:: PASSAGE PROVIDED ::
+++
Type of plant tissues using histology
All multicellular organisms possess groups of cells of similar structure and function assembled together to form tissues. Histology is the study of tissues; the latter can be defined as a group of physically linked cells and associated intercellular substances that is specialised for a particular function or functions. Plant tissues can be divided into simple tissues, vascular tissues and dermal tissues.
Simple plant tissues
A simple tissue is made up of one type of cells that form a homogeneous or uniform mass. Simple plant tissues include parenchyma, collenchyma and sclerenchyma.
Parenchyma consists of a collection of cells, which are usually roughly spherical (isodiametric) though they may be elongated. Typical parenchymatous cells are oval, spherical or polygonal. These are usually living cells with thin walls made of cellulose. They form a large part of the bulk of various organs, such as stem and root, and also occur among the xylem vessels and phloem cells. Parenchymatous cells are non-specialised and act as packing tissue between more specialised tissues. They provide support in herbaceous plants and are metabolically active. Intercellular air spaces between these cells allow exchange of gasses such as oxygen and carbon dioxide. They are also involved in food storage and transport of material through cells or cell walls.
Collenchyma consists of modified parenchymatous cells, which are elongated with oblique, slightly rounded or tapering ends. Compared to parenchymatous cells, these cells have extra cellulose deposited at their corners. Collenchyma is a mechanical tissue and provides support for those organs in which it is found. This tissue is especially important in young plants and in organs such as leaves. They are found under the skin (epidermis) of herbaceous dicotyledons (flowering plants whose seeds have two embryonic leaves). Cells of the collenchyma are living and often contain chloroplasts hence they can also manufacture sugar and starch. Therefore, along with providing mechanical support they are also vital.
Sclerenchyma consists of very long, narrow, thick and lignified (chemical compound in cell walls) cells which are usually pointed at both ends. They are fibre-like in appearance and hence are also called sclerenchymatous fibres. The mature cells in this tissue are dead and incapable of elongation so they do not mature until elongation of the living cells around them is complete.
There are two types of sclerenchyma cells, namely fibres, which are elongated cells, and sclereids or stone cells, which are roughly spherical. The sole function of sclerenchyma is to assist in providing support and mechanical strength for the plant. Sclerenchyma fibres are strong as they have lignified walls and their strength is enhanced by their arrangement. Sclereids confer firmness or rigidity on those structures they are found in. In some cases they form very resilient and solid layers as in shells of nuts.
+++
:: WORK ORDER 1 ::
Name every simple plant tissue listed in the text on plant tissues.
:: WORK ORDER 2 ::
Transcribe the text on plant tissues from "Type of plant" up to and including "collenchyma and sclerenchyma.", keeping every word and mark the same.
:: WORK ORDER 3 ::
Pick up the text on plant tissues after its last sentence and continue writing it.

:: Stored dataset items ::
+++
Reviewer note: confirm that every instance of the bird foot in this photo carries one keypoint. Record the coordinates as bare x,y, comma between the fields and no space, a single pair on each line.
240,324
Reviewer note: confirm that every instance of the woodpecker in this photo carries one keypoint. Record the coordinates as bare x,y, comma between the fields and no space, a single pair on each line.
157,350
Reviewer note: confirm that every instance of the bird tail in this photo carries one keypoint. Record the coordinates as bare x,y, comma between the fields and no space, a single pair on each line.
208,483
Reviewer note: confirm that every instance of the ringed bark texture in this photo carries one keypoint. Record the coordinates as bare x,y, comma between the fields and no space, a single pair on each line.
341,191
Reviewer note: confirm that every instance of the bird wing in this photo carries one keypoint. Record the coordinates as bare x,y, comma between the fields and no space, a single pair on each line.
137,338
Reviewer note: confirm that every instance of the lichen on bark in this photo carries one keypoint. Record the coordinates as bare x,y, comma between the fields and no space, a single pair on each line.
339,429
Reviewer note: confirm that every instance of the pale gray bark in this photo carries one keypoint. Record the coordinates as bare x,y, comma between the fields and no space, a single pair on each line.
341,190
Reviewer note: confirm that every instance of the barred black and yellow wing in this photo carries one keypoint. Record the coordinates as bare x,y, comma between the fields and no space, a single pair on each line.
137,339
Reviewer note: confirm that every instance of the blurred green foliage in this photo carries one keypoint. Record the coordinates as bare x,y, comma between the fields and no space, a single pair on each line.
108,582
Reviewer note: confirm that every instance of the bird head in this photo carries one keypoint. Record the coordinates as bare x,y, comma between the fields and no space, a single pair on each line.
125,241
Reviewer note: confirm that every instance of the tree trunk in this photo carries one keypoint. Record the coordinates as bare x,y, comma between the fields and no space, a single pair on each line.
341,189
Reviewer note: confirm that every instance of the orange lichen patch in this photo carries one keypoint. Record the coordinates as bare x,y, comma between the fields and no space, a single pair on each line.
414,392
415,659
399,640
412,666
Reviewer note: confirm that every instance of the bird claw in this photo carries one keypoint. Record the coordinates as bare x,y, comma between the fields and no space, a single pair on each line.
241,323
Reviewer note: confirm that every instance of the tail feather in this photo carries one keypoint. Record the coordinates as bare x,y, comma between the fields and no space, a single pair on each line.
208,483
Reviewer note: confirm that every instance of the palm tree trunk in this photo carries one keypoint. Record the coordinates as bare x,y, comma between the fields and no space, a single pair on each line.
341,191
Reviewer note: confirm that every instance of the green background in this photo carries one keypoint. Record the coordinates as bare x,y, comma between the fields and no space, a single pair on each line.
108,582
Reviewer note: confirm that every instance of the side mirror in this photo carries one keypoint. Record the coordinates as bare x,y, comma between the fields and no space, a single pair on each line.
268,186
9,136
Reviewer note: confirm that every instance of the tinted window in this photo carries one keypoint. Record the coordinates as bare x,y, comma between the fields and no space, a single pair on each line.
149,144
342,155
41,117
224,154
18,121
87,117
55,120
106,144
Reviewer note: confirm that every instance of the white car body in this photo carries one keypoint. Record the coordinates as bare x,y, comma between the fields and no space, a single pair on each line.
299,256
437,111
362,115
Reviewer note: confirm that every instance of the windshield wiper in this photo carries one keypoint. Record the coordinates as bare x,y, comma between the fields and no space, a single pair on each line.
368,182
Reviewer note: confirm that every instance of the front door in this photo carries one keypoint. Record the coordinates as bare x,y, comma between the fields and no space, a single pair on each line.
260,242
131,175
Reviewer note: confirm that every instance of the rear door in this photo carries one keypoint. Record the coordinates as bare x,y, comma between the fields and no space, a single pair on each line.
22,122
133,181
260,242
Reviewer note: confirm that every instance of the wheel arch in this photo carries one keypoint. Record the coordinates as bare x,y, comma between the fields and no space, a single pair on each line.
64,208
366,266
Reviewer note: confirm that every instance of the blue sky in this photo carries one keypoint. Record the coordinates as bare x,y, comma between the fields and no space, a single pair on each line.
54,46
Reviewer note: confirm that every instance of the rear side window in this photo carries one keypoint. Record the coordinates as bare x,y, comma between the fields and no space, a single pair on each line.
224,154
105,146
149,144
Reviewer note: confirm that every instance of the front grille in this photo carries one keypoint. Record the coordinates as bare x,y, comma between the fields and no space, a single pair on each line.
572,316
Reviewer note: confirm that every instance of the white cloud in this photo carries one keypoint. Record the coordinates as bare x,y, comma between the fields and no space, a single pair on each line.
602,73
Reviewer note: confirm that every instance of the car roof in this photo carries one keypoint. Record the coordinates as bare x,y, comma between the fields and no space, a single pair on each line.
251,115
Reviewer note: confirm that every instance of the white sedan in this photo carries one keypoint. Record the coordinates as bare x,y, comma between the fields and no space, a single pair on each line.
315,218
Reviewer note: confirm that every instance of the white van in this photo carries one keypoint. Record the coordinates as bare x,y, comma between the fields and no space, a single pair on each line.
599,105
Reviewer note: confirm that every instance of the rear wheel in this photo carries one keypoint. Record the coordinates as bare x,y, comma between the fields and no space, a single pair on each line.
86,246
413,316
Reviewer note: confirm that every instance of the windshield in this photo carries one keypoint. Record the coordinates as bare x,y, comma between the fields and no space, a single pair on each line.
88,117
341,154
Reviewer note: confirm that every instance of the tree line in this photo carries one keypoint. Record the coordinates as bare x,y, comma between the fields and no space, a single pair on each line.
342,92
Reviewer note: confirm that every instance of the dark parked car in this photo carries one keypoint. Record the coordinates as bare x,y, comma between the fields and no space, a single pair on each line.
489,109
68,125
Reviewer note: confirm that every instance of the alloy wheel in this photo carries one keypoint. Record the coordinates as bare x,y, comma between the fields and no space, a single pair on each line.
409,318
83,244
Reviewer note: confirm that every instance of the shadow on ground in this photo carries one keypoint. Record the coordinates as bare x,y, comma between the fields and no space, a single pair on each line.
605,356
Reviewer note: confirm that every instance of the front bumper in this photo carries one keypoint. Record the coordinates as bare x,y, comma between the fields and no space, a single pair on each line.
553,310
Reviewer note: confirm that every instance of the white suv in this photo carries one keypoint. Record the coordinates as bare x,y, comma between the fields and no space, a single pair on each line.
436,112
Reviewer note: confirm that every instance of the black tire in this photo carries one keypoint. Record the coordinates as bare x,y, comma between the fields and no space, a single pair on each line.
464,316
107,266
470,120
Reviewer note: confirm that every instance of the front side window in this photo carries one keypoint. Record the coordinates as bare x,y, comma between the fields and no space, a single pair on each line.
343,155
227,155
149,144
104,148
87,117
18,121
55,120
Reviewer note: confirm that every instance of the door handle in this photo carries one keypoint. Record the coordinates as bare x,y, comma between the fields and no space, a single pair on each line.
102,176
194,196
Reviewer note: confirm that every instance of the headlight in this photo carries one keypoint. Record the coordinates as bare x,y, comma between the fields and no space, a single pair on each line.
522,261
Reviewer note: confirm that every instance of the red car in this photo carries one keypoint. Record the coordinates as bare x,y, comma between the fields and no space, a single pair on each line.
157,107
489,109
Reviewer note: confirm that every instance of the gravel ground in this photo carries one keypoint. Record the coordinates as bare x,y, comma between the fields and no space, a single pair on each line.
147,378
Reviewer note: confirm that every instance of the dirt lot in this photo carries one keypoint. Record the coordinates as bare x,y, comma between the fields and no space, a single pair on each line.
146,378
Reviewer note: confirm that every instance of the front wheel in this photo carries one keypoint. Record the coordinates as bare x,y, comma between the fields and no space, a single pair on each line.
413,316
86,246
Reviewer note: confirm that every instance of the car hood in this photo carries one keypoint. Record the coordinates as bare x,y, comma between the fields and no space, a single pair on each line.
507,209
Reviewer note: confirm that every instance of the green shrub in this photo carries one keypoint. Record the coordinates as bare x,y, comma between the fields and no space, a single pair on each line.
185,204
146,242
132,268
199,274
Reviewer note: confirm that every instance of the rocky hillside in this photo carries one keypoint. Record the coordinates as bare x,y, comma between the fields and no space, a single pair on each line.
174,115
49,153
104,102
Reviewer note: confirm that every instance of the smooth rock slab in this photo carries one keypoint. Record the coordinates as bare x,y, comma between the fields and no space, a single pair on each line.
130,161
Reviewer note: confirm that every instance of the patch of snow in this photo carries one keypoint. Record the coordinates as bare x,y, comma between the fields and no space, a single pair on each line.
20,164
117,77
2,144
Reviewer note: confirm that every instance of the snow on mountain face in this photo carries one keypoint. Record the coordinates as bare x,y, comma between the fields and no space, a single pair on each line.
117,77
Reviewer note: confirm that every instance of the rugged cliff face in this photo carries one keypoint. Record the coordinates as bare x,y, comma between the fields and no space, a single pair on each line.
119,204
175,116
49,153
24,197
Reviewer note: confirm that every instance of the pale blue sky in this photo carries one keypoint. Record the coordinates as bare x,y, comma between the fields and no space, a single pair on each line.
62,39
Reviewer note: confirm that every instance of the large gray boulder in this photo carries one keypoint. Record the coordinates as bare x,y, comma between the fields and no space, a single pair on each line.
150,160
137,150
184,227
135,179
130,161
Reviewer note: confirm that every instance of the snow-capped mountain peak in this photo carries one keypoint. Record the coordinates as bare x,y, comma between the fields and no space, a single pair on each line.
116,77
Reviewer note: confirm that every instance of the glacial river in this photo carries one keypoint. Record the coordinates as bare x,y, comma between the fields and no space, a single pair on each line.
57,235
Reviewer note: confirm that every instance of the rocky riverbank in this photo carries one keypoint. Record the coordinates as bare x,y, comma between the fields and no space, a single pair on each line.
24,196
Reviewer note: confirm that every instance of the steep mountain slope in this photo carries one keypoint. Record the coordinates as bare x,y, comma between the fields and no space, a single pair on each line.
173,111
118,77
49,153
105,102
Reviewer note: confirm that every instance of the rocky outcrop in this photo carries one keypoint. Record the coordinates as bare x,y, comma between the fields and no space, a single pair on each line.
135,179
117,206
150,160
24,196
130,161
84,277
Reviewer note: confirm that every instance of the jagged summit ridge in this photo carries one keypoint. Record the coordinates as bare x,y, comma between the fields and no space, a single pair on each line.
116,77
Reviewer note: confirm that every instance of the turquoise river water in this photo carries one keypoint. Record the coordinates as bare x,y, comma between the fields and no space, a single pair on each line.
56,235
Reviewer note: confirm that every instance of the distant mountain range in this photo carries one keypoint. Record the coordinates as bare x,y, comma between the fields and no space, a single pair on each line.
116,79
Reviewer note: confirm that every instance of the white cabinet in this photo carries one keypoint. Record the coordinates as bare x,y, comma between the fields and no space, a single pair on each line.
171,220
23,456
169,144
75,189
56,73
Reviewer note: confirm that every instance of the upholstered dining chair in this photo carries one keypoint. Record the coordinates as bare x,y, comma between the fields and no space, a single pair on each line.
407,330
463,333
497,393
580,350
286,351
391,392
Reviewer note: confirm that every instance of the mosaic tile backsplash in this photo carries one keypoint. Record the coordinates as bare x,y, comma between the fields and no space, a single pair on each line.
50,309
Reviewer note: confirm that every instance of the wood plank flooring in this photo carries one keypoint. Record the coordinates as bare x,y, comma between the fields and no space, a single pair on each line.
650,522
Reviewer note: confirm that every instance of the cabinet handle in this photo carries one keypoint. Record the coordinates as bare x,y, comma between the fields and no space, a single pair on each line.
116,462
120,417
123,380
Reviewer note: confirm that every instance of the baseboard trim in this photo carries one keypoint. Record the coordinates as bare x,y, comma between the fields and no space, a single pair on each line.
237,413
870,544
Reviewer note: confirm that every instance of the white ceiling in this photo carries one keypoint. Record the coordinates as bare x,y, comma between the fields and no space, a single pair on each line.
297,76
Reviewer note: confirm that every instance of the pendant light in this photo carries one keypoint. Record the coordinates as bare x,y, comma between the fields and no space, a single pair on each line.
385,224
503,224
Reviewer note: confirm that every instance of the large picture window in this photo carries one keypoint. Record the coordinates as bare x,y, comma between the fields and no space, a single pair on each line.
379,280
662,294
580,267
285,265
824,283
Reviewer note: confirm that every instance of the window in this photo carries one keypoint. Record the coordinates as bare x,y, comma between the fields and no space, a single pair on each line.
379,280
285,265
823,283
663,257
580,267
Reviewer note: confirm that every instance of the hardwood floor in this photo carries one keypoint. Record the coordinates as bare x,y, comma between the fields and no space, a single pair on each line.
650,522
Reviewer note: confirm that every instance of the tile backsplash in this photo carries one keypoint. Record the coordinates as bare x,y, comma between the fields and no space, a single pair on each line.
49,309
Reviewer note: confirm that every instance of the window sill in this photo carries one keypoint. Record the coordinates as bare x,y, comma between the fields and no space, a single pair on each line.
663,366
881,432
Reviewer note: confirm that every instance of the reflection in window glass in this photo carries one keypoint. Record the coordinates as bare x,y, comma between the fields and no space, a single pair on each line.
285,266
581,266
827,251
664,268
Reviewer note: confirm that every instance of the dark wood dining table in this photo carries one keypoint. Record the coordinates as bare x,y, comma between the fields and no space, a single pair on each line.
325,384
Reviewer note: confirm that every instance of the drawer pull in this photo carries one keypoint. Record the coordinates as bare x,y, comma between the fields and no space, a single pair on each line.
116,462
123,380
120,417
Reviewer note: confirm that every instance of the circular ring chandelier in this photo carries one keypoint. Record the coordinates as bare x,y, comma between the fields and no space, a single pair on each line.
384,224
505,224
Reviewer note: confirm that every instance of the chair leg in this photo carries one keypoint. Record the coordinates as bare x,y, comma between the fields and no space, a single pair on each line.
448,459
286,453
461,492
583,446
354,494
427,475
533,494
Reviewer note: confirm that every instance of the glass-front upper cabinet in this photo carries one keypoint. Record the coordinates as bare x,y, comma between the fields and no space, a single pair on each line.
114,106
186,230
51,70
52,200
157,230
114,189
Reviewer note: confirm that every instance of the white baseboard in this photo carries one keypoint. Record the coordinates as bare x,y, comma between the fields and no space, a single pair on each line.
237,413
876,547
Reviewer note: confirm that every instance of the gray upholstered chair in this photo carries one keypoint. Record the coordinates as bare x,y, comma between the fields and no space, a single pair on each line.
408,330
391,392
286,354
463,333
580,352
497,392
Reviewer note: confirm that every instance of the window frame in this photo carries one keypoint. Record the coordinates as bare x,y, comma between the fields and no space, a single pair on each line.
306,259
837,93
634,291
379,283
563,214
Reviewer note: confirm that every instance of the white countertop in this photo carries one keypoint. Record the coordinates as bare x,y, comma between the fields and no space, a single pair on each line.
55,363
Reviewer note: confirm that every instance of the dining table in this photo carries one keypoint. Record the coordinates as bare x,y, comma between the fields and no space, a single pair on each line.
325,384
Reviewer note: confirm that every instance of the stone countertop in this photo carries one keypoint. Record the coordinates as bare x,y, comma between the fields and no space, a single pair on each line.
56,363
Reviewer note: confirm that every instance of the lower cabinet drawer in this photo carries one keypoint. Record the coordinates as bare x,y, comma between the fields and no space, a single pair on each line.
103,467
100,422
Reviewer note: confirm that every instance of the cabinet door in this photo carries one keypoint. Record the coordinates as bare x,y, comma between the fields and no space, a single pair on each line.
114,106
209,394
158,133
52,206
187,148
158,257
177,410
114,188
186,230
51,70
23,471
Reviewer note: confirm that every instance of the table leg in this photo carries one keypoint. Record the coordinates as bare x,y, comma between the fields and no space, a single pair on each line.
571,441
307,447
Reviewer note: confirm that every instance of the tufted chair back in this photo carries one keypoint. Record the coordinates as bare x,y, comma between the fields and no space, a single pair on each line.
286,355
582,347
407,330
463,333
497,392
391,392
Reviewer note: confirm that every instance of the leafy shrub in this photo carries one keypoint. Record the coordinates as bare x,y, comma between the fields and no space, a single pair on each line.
+++
:: EXPECTED ANSWER 1 ::
Parenchyma, collenchyma, sclerenchyma

:: EXPECTED ANSWER 2 ::
Type of plant tissues using histology
All multicellular organisms possess groups of cells of similar structure and function assembled together to form tissues. Histology is the study of tissues; the latter can be defined as a group of physically linked cells and associated intercellular substances that is specialised for a particular function or functions. Plant tissues can be divided into simple tissues, vascular tissues and dermal tissues.
Simple plant tissues
A simple tissue is made up of one type of cells that form a homogeneous or uniform mass. Simple plant tissues include parenchyma, collenchyma and sclerenchyma.

:: EXPECTED ANSWER 3 ::
Aerenchyma is an air channel in the roots of some plants, which allows exchange of gases between the shoot and the root. The channel of large air-filled cavities provides a low-resistance internal pathway for the exchange of gases such as oxygen and ethylene between the plant above the water and the submerged tissues. Aerenchyma form in roots subject to anoxia such as what occurs during flooding of plants and soil.
Vascular plant tissues
Vascular tissues are made up of more than one type of cells. Vascular tissues include the xylem and phloem, both of which are conductive tissues.
Xylem is composed of four types of cells which are the tracheids, vessel elements, parenchyma and fibres. Xylem, as a whole, has two major functions, the conducting of water and mineral salt from root to leaves, and to provide mechanical strength (support) to the plant body.
Tracheids are elongated and lignified, like sclerenchyma fibres they have tapering end walls that overlap with adjacent tracheids. Thus they have mechanical strength and give support to the plant. Tracheids are dead cells with empty lumens when mature.
Vessels are cylindrical, tube-like structures; they are the characteristic conducting units of the xylem. They are very long and tubular structures formed by the fusion of several cells end to end in a row. Vessels are dead at functional maturity and are perforated.
Phloem resembles xylem in possessing tubular structures modified for translocation. The phloem consists of five cell types which are sieve tube cells, companion cells, parenchyma, fibres and sclereids.
Sieve tubes are made of elongated cells placed end to end to form a tube. The end walls have pores in them forming the sieve plates. Sieve tube cells are alive at functional maturity. The main function of the sieve tubes is to carry food, especially carbohydrates.
Companion cells are parenchyma cells adjoining the sieve tube cells. They assist the sieve tube cells in the conduction of food. They are living cells with elongated nucleus.